─── Document passage ───

Stationary distribution

For stability, we require \(\rho < 1\).

When \(\rho < 1\), the M/M/1 queue has a stationary distribution for the number of customers in the system, which is given by:

\[ \pi_n = (1-\rho) \rho^n, \quad n = 0, 1, 2, \ldots \]

This is exactly the geometric distribution with parameter \(1-\rho\).

We can also interpret utilisation ratio as follows:

Utilisation ratio \(\rho\)	System behaviour	Recommendation
\(\rho < 0.6\)	Underutilised	Consider reducing capacity or increasing demand
\(0.6 \le \rho < 0.8\)	Efficient	System is well balanced
\(0.8 \le \rho < 1\)	High utilisation	Monitor closely for potential congestion
\(\rho \ge 1\)	Unstable	Increase capacity or reduce demand; otherwise, queue will grow indefinitely

Little’s Law

Little’s Law is a fundamental result in queueing theory that relates the average number of customers in a system (\(L\)), the average arrival rate (\(\lambda\)), and the average time a customer spends in the system (\(W\)).

It states that:

\[ L = \lambda W \]

This means that the average number of customers in the stationary system is equal to the average arrival rate multiplied by the average time each customer spends in the system.

Erlang-C formula

The Erlang-C formula gives the probability that an arriving customer will have to wait for service in an M/M/\(c\) queue. It is derived from the steady‑state probabilities of the number of customers in the system and captures the likelihood that the server is busy upon arrival.

The formula is:

\[ P(\text{wait}) = \frac{\displaystyle \frac{(\lambda/\mu)^c}{c!}\,\frac{1}{1-\rho} }{ \displaystyle \sum_{n=0}^{c-1} \frac{(\lambda/\mu)^n}{n!} + \frac{(\lambda/\mu)^c}{c!}\,\frac{1}{1-\rho} }, \]

For M/M/1, this simplifies to:

\[ P(\text{wait}) = \rho. \]

Performance measures

There are several key performance measures of interest in the M/M/1 queue, which can be estimated from simulation data and compared to their theoretical values:

Utilisation ratio \(\rho\): The proportion of time the server is busy can be estimated from the simulation as \[ \hat{\rho} = \frac{\sum_{i=1}^{n} \mathbf{1}(X_{t_i} > 0) (t_{i+1} - t_i)}{\sum_{i=1}^{n} (t_{i+1} - t_i)}, \] and theoretically, it should equal \(\rho\). Here, \(\mathbf{1}(X_{t_i} > 0)\) is an indicator function that equals 1 when the server is busy (i.e., at least one customer in the system) and 0 otherwise.
Average number of customers in the system \(L\)

─── Supplied material ───

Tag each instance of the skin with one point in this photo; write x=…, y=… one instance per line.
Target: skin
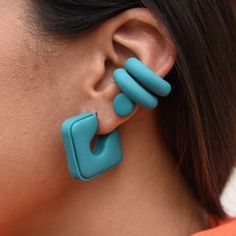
x=44, y=81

───

**Jobs:**
1 - Summarize the queueing theory passage in two sentences.
2 - Condense the paragraph of the queueing theory passage that begins "The Erlang-C formula gives" into one sentence that keeps its main facts.

**Expected outputs:**
1 - When ρ < 1, the number of customers in an M/M/1 queue has a stationary geometric distribution with parameter 1 − ρ, and the utilization ratio can be read as ranging from underutilized below 0.6 to unstable at 1 or above. The passage also presents Little's Law, L = λW, and the Erlang-C formula for the probability that an arriving customer must wait, which reduces to ρ for M/M/1.

2 - Derived from the steady-state probabilities of the number of customers in the system, the Erlang-C formula gives the probability that an arriving customer in an M/M/c queue must wait for service, capturing the likelihood that the server is busy on arrival.